# [TASK GOAL]
Without the images, output every record exactly as it appears.

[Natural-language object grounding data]
==============================

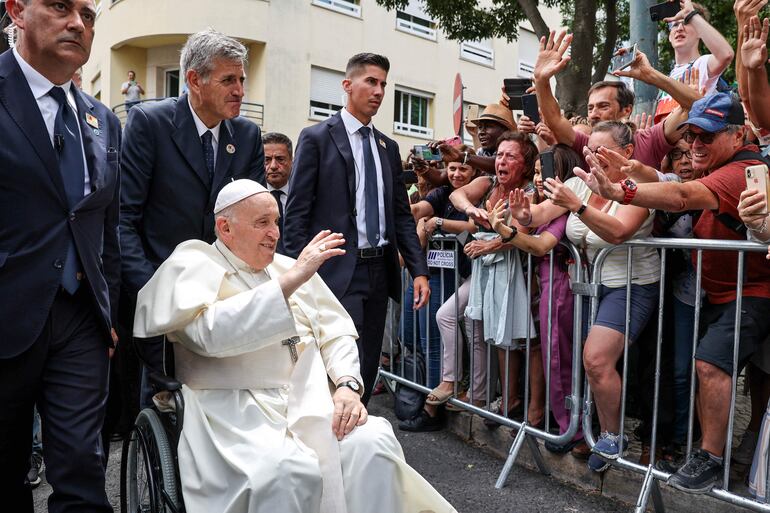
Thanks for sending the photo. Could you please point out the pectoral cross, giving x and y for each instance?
(291, 343)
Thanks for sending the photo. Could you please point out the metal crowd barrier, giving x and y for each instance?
(446, 251)
(652, 474)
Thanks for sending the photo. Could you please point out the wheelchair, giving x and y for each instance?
(149, 470)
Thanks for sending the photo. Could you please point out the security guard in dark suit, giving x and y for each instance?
(59, 257)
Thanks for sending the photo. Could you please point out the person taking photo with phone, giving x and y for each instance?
(686, 30)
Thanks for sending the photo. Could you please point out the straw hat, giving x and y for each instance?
(499, 114)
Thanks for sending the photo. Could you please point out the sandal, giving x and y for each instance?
(439, 397)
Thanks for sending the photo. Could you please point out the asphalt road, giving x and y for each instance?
(462, 473)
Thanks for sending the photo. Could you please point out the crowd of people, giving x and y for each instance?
(258, 271)
(677, 172)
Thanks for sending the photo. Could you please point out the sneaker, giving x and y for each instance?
(605, 450)
(699, 475)
(744, 453)
(422, 422)
(35, 467)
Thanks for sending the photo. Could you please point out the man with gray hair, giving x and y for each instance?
(273, 419)
(177, 155)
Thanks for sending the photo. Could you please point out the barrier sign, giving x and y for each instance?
(441, 258)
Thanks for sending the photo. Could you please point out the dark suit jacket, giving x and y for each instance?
(322, 196)
(166, 197)
(36, 223)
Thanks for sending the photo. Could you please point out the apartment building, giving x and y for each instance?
(297, 55)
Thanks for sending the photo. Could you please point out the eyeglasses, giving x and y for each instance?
(704, 137)
(595, 151)
(678, 154)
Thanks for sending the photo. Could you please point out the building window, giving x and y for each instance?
(349, 7)
(480, 52)
(414, 20)
(326, 94)
(528, 48)
(412, 113)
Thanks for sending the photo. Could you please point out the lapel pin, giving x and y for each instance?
(92, 121)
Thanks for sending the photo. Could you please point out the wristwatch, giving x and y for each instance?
(352, 384)
(629, 188)
(507, 239)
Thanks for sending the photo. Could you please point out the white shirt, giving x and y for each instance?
(49, 107)
(351, 126)
(202, 129)
(284, 196)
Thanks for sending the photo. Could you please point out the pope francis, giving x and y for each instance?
(273, 420)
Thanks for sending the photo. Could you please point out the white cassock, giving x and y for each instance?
(257, 431)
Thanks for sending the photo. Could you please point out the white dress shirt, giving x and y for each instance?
(49, 107)
(351, 126)
(202, 129)
(284, 196)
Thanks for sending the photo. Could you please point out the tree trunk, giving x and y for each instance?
(574, 81)
(611, 38)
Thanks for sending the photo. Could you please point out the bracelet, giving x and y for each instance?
(761, 228)
(690, 16)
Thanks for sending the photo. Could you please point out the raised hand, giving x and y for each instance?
(745, 9)
(642, 121)
(754, 47)
(753, 208)
(518, 204)
(561, 195)
(638, 68)
(478, 216)
(551, 59)
(495, 214)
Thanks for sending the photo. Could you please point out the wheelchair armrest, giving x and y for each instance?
(160, 382)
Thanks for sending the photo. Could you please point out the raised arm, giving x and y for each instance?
(754, 56)
(550, 61)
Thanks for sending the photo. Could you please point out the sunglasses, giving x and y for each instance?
(678, 154)
(704, 137)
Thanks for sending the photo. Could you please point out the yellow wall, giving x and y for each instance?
(285, 38)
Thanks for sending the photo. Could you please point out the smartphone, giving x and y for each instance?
(425, 152)
(453, 141)
(515, 88)
(409, 177)
(546, 166)
(624, 60)
(663, 10)
(529, 106)
(757, 178)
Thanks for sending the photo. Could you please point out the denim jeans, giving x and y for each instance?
(429, 347)
(684, 322)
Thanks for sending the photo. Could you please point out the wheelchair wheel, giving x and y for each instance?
(148, 476)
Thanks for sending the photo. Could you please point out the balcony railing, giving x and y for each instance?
(249, 110)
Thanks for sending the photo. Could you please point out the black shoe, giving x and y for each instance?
(422, 422)
(35, 465)
(699, 475)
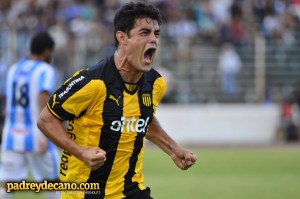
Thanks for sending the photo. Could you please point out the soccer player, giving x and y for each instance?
(110, 108)
(24, 148)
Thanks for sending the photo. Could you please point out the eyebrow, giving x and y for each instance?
(149, 30)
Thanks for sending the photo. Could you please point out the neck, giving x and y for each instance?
(37, 57)
(127, 71)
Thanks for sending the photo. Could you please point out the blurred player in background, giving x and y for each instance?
(110, 108)
(24, 147)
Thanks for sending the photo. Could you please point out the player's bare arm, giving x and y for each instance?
(53, 128)
(183, 158)
(43, 143)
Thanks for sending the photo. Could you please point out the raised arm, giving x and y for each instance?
(183, 158)
(53, 129)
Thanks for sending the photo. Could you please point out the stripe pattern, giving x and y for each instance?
(108, 113)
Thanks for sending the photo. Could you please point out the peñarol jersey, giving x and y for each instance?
(106, 112)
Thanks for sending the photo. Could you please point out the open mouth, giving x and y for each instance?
(149, 55)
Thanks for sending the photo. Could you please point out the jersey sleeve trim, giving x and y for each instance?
(53, 113)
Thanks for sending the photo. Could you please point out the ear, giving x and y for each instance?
(122, 37)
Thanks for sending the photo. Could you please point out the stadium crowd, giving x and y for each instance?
(82, 29)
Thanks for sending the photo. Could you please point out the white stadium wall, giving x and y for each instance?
(220, 124)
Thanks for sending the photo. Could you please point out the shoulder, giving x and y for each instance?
(154, 76)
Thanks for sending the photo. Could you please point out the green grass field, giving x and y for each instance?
(223, 173)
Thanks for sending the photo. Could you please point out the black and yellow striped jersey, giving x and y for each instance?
(107, 112)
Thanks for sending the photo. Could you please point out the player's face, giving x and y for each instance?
(142, 44)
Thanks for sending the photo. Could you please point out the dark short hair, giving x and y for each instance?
(127, 15)
(40, 42)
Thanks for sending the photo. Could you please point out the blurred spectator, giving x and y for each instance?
(290, 119)
(229, 66)
(24, 148)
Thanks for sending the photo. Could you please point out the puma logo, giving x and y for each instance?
(54, 100)
(116, 100)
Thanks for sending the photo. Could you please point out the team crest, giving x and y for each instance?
(146, 99)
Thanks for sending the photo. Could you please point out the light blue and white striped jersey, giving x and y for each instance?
(25, 80)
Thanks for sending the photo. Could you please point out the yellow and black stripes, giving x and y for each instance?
(113, 115)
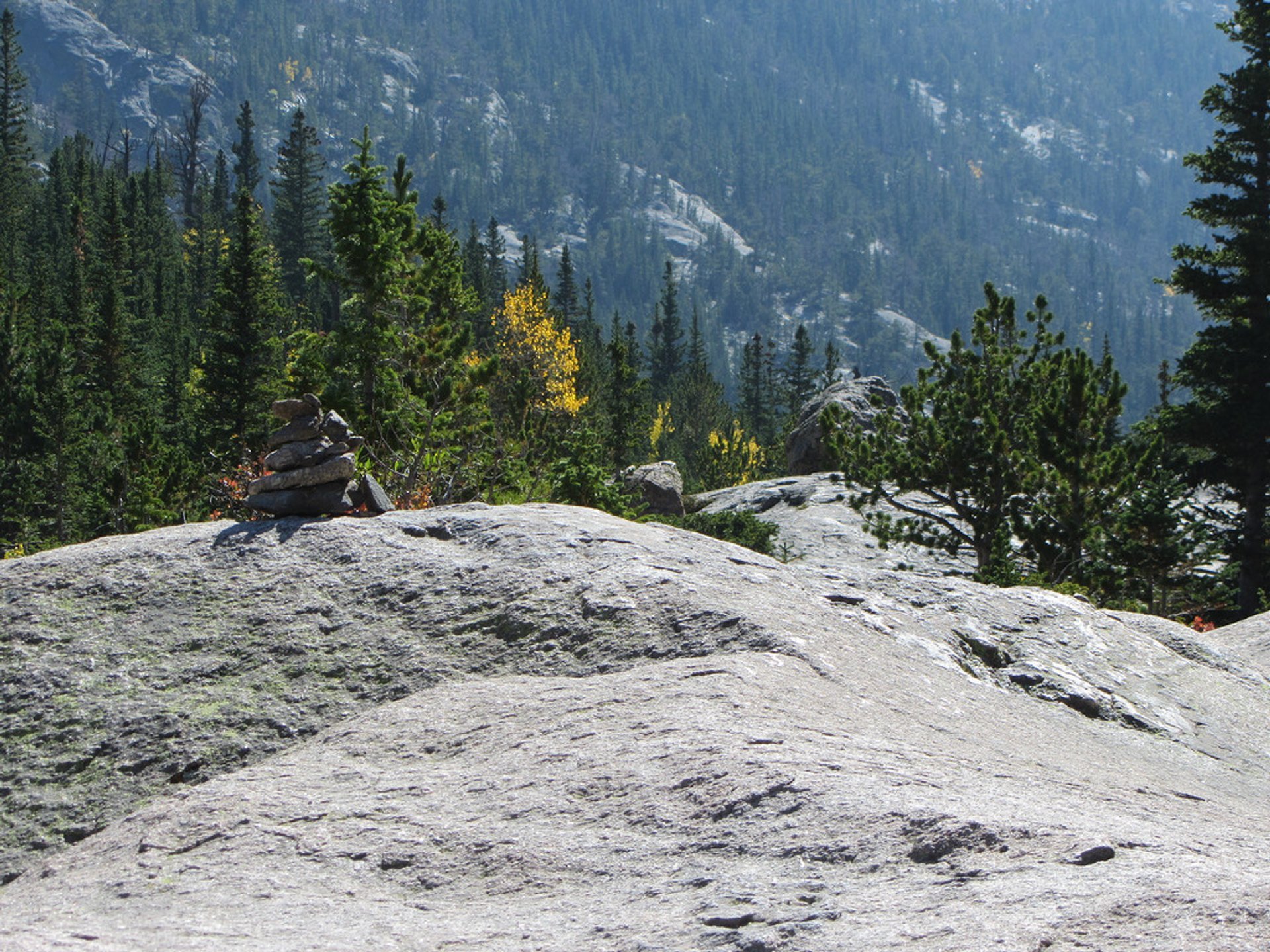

==============================

# [THE COMPLETED TASK]
Thanks for sending the photo. Could you please point out the pectoral cross, giving x and y for each instance?
(291, 343)
Thanks for sending the photo. Could you please point out the metal crowd barrier, giving x and y for each instance?
(446, 251)
(652, 474)
Thanks for sending the photo. Could you please point out the wheelchair, giving x and y for each instance?
(149, 470)
Thanks for sending the photo. Could you please point out the security guard in dark suit, giving x and y for each instance?
(59, 257)
Thanks for sending the photo. Could you please point out the person taking photo with phone, giving x and y for each instance?
(686, 30)
Thanks for sending the photo. Could you please point out the straw hat, giving x and y for each instance?
(499, 114)
Thanks for sending the photo. Could you please point out the sandal, giving x and y for each instance?
(439, 397)
Thanks for sending the photo. Could you please point out the asphalt road, giving x and y for each instance?
(462, 473)
Thanks for sending the photo. Could you please point out the crowd of people, giving x and y for each instance?
(258, 271)
(677, 172)
Thanks for sending the photo. Could you please point out the sneaker, giving x and y for each instance?
(605, 450)
(699, 475)
(744, 453)
(422, 422)
(35, 467)
Thanks for sending the photo. Could you please point out the man with gray hair, giving x and y for each instance?
(273, 419)
(177, 155)
Thanks for sending the photo. Could you please point out the barrier sign, giving x and y for each instance?
(441, 258)
Thanks for sending the photo. Could you please point out the dark suit jacket, giving x and y for each instance?
(322, 196)
(166, 197)
(36, 223)
Thanks for sending the photo. Could you please point out the apartment building, giving x and y for each instance?
(297, 55)
Thanks for sending the photo. Could you please point out the eyeglasses, giving x and y for each instance?
(704, 137)
(595, 151)
(678, 154)
Thanks for sending the photo. Could you please point out the building window, giving x and y for each instance?
(349, 7)
(480, 52)
(414, 20)
(326, 94)
(528, 48)
(412, 113)
Thanks for sending the photo. Could you please point out the lapel pin, giving x and y for each instance?
(92, 121)
Thanks for sending the photo. Could you please point out the wristwatch, giving x and y for each instance?
(352, 384)
(629, 188)
(507, 239)
Thanks for sending the photo. Could you please point out the white shirt, giving x and y for each instance?
(49, 107)
(351, 126)
(202, 129)
(284, 196)
Thanks for sending the photo. Could you please point out the pope francis, giving x and y for each instance?
(273, 420)
Thanks for sending the photo. Could you please point out the white cassock, giving x and y for each instance?
(257, 431)
Thanks for sending the photo. Could you please point out the white dress shirt, giving x and y for each instance?
(49, 107)
(351, 126)
(202, 129)
(284, 196)
Thanks for sending the photo. Could you please point out the tree trunk, giving x and y for each instance?
(574, 81)
(611, 38)
Thanks for sending the photo. Could you please point out the bracelet, giving x and y for each instance?
(761, 228)
(690, 16)
Thanks for sending the photo. Could you please point out the raised hand, giving x and y for each instance?
(745, 9)
(642, 121)
(754, 47)
(753, 208)
(518, 204)
(561, 195)
(638, 68)
(478, 216)
(551, 59)
(495, 214)
Thanks for sending the photo. Could you please point out the wheelchair armrest, giving x and y for each instance?
(160, 382)
Thanks for sending the photo. Could you please point out the raised arm, giving x and y for each instance?
(754, 56)
(550, 61)
Thanks for sending the photo. Could you please point out the sunglasses, giving x and y for each instance?
(678, 154)
(704, 137)
Thanks for sending the photo. Could you please point out the yellow wall, giving x and y for each instance?
(285, 38)
Thanks for sending the photo. Could you please point out the smartphone, giving x and y for each instance?
(425, 152)
(453, 141)
(515, 88)
(409, 177)
(546, 166)
(624, 60)
(663, 10)
(529, 106)
(757, 178)
Thanks for sending the photo. Could you please point out the denim jeans, giving x and y for each instance?
(429, 347)
(684, 322)
Thanks for sending the photo. Could you please point out the wheelchair wheel, giving x and y for each instance?
(148, 476)
Thanks for sending the photo. Could you please point out the balcony railing, giving x and y for each instance?
(249, 110)
Thanks for sending the photo. Could you please point out the black shoe, giving x and y for each instance?
(422, 422)
(35, 465)
(699, 475)
Thanks for sending the photo. Could you please point out the soccer player, giving x and y for each instance?
(110, 108)
(24, 148)
Thanks for sending the photo. Could you please point out the eyebrow, giving x and y for each instance?
(149, 30)
Thanks for sending the photo. Could you please point out the neck, giving x and y for each instance?
(37, 57)
(127, 71)
Thanks for sending the photo. Could you please point out the blurred player in background, giving x and y for each instance?
(110, 108)
(24, 147)
Thanks for sending the photo. Could you please point out the player's bare arm, giving x and y for each instance?
(53, 128)
(183, 158)
(43, 143)
Thanks for sending the photo. Could you please point out the raised arm, giving x and y for each instance?
(183, 158)
(53, 129)
Thanks for sending the photo. Could you please point out the stripe pattern, giving x and y for each instance?
(108, 113)
Thanks for sending the photo. Could you please point out the peñarol jersey, giving x and y for each instance?
(106, 112)
Thanks for sending the photo. Could you please point out the open mouth, giving x and y for each instance?
(149, 55)
Thanks for sending the photo. Could you please point out the jersey sleeve trim, giving x and y for each instance?
(53, 113)
Thanks for sending the photo. Could you please point out the ear, giving x and y for each instance?
(122, 37)
Thanks for sending the photo. Could you please point out the stadium crowd, giving x and y for each instance?
(82, 29)
Thanks for sending the photo. Could you please point out the white stadium wall, giving x and y for each instance?
(220, 124)
Thanks for sending the photo. Could you please point out the shoulder, giving x and y for each instance?
(154, 76)
Thanks for sending the photo. Could you please point out the green grass field, giving x and y for each instance?
(223, 173)
Thanks for sending the photo. Could you please point out the black and yellow striped jersey, giving x and y for each instance?
(107, 112)
Thanks for sending the photo. Could you please point out the player's face, giving x and y for each instance?
(142, 44)
Thanks for sending the photo. Could you please point out the dark short hair, giving x and y for each instance?
(127, 15)
(40, 42)
Thanks for sending the photo. Could you please point out the blurred spectator, giving x and y for each instance?
(290, 119)
(229, 66)
(24, 148)
Thanks for sending the photo. Could you please point out the puma logo, giving x and y for each instance?
(54, 100)
(116, 100)
Thanks for sending the photo. Could you please point out the team crest, giving x and y for each instance?
(146, 99)
Thanks for sending the photo. Could you please point out the light blue and white striped jersey, giving x and y for each instance?
(25, 80)
Thanks for sending the photo. Could you please point out the yellow and black stripes, giving x and y for each instance?
(113, 115)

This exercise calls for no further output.